• Work to complete: Below are the records; print them all without any alteration.

• Record set:
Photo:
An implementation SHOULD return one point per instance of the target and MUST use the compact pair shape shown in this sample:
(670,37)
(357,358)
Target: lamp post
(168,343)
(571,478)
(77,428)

• Solution for this problem:
Photo:
An implementation SHOULD return one point per instance of the target and MUST use the compact pair shape shown in this sample:
(670,37)
(357,358)
Target: lamp post
(168,343)
(571,478)
(77,428)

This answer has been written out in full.